Given problem 1. Copy the opinion column on Anthony Albanese word for word from "PAUL MURRAY: ALP" to "Albo should be exhausted.".

Passage given.
PAUL MURRAY: ALP spinning around after Anthony Albanese’s brain fart

PAUL MURRAY: Having shagged both the economy and the housing market, reaffirmed Labor’s de facto marriage to the Greens and gone on a speed-dating round with several Pacific nations, Albo should be exhausted.

Mark Mallabone
The Nightly
Albanese’s brain-fart decision to engage in a game of ‘shag, marry, date’ with alleged comedian Nikki Osborne peculiarly took some of the media pressure off Labor’s botched Budget and Albanese’s misplaced boasting about getting it through the Parliament with the assistance, as usual, of his partner of convenience on the Left, the unlovable Greens, writes Paul Murray.
Albanese’s brain-fart decision to engage in a game of ‘shag, marry, date’ with alleged comedian Nikki Osborne peculiarly took some of the media pressure off Labor’s botched Budget and Albanese’s misplaced boasting about getting it through the Parliament with the assistance, as usual, of his partner of convenience on the Left, the unlovable Greens, writes Paul Murray. Credit: The Nightly

Having shagged both the economy and the housing market, reaffirmed Labor’s de facto marriage to the Greens and gone on a speed-dating round with several Pacific nations, Anthony Albanese should be exhausted.

Listed records.
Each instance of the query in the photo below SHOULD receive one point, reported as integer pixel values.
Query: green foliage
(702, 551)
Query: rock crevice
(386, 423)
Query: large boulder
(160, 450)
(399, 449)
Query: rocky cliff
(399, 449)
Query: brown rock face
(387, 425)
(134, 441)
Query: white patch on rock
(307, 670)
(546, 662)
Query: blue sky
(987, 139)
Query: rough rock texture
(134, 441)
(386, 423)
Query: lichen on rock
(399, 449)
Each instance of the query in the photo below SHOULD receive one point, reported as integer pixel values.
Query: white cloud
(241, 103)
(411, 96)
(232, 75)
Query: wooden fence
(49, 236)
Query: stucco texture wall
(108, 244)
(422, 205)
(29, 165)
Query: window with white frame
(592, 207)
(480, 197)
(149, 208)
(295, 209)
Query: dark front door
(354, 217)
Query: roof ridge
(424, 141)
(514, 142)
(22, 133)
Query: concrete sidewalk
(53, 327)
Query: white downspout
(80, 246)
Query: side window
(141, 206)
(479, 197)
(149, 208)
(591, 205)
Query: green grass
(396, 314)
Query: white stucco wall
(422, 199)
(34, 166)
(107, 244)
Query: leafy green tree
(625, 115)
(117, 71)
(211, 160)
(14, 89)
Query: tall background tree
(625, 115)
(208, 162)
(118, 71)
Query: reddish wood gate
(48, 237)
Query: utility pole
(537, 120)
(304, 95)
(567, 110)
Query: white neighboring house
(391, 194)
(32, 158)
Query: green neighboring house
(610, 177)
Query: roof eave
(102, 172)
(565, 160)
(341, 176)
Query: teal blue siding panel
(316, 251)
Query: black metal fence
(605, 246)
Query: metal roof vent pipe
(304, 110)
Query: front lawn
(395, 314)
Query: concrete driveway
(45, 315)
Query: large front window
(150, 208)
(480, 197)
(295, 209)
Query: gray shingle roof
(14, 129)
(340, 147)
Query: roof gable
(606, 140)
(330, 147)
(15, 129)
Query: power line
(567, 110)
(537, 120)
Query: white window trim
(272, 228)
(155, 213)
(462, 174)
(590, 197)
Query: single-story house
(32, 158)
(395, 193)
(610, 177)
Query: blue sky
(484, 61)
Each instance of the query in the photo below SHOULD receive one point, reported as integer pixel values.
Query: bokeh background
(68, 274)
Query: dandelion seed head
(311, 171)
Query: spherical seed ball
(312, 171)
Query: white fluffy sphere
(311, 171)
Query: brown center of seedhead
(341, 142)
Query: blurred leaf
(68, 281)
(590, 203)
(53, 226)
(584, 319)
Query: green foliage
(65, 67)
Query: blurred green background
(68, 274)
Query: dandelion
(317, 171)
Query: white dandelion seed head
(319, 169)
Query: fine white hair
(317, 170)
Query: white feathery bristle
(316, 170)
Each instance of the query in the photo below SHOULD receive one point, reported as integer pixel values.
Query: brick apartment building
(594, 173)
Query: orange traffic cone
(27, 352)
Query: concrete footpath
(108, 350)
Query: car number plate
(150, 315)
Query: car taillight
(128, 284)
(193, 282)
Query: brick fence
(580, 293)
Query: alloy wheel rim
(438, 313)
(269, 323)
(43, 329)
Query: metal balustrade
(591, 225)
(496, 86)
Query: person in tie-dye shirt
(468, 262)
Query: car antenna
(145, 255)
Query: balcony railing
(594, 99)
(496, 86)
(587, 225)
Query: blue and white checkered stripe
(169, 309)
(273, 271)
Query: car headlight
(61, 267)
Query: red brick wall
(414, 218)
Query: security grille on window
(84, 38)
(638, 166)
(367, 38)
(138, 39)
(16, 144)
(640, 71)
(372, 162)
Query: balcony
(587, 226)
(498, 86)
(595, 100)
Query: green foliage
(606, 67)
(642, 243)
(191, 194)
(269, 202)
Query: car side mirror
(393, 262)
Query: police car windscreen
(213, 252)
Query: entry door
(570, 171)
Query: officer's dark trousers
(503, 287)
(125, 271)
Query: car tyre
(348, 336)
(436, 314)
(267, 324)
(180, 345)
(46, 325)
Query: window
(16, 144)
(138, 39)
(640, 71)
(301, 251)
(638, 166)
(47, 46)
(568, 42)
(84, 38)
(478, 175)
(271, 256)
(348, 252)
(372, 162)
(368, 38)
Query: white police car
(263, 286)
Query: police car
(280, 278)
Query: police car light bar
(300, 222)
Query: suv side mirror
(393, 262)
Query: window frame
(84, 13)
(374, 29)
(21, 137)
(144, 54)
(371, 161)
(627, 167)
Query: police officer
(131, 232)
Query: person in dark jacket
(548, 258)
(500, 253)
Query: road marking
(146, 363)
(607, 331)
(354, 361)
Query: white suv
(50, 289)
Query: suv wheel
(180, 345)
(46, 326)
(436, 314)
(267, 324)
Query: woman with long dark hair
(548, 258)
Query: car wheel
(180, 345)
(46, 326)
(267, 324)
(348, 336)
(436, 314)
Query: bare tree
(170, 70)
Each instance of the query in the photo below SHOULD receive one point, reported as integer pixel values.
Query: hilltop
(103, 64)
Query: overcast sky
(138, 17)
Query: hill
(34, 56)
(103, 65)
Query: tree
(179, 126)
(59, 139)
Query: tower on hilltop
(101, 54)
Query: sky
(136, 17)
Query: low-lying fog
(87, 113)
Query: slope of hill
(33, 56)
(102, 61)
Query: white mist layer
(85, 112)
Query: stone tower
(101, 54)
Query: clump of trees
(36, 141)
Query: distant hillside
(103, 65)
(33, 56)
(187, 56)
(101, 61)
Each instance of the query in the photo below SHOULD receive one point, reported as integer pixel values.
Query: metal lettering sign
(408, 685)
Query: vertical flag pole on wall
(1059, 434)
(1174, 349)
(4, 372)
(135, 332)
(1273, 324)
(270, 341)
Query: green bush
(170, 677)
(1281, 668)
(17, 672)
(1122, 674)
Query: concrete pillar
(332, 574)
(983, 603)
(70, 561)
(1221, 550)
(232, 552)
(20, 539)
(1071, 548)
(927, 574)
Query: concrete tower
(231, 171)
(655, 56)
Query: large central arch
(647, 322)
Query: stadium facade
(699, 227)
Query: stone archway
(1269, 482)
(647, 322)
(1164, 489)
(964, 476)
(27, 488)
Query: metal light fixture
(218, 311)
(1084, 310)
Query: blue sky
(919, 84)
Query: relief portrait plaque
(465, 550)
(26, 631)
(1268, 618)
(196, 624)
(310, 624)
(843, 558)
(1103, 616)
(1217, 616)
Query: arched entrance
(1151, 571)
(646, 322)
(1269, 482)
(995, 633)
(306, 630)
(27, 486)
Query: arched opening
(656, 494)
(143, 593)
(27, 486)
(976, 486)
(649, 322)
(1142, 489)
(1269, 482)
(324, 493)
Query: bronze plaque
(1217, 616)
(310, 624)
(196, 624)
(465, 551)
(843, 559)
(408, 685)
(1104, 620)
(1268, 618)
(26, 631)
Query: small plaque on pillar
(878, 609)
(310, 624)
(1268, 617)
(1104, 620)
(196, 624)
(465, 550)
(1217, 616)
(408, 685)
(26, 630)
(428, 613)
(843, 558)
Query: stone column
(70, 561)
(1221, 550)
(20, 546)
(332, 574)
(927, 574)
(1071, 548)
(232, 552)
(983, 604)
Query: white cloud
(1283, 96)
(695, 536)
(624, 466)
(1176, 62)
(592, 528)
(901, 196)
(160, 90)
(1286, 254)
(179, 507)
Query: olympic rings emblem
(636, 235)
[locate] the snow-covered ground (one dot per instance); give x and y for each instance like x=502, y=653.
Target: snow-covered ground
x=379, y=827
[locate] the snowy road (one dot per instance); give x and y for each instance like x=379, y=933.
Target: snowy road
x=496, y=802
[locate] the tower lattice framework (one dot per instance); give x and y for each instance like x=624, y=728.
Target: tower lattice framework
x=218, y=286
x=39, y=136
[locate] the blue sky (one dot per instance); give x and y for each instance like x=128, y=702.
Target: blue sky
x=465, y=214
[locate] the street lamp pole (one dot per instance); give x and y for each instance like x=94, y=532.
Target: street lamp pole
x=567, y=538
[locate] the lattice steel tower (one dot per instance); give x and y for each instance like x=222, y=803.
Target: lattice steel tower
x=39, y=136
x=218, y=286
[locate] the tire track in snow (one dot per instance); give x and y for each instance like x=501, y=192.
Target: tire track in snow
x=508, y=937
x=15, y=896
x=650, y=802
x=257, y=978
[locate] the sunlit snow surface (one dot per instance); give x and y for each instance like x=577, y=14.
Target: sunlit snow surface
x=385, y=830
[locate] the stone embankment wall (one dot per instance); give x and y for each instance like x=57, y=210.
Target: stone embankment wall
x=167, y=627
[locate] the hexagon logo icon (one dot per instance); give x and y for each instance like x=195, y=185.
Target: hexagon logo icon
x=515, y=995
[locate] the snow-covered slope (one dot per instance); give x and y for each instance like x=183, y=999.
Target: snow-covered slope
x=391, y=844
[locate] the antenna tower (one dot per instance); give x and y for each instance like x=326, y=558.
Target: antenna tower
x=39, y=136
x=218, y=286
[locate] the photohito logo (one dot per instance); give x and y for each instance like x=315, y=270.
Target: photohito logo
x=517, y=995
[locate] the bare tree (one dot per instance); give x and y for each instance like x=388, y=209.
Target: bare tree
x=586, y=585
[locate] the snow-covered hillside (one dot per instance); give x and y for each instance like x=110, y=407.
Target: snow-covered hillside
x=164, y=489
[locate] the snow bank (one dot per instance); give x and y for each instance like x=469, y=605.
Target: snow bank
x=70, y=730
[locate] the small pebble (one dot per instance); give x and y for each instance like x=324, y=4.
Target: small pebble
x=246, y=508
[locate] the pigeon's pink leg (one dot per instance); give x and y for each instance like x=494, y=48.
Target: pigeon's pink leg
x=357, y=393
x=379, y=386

Given problem 2. Rewrite the records from the line with "[locate] the hexagon" to the line with "x=246, y=508", including both of those lines and the request lines, and output only those lines. Multiply every answer coordinate by 1.75 and round it to a whole number, with halves going up. Leave the format samples in the requests as they are.

Result 1.
PAUL MURRAY: ALP spinning around after Anthony Albanese’s brain fart

PAUL MURRAY: Having shagged both the economy and the housing market, reaffirmed Labor’s de facto marriage to the Greens and gone on a speed-dating round with several Pacific nations, Albo should be exhausted.

Result 2.
[locate] the hexagon logo icon (one dot per instance); give x and y for each instance like x=195, y=185.
Target: hexagon logo icon
x=901, y=1741
[locate] the snow-covered slope (one dot per instance); give x and y for each instance like x=183, y=999.
Target: snow-covered slope
x=684, y=1477
[locate] the antenna tower (one dot per instance); give x and y for each instance like x=326, y=558.
Target: antenna tower
x=68, y=238
x=382, y=501
[locate] the photohito logo (one dot per instance); give x and y for each instance like x=315, y=270.
Target: photohito logo
x=905, y=1741
[locate] the bare tree (one dot per instance); give x and y for each instance like x=388, y=209.
Target: bare tree
x=1026, y=1024
[locate] the snow-covered hillside (one dot per instance); give x and y for each instance like x=110, y=407.
Target: snow-covered hillside
x=287, y=856
[locate] the snow bank (one dot per instance); give x and y for each instance like x=469, y=605.
Target: snow bank
x=123, y=1278
[locate] the small pebble (one dot per instance); give x and y for each instance like x=324, y=4.
Target: small pebble
x=431, y=889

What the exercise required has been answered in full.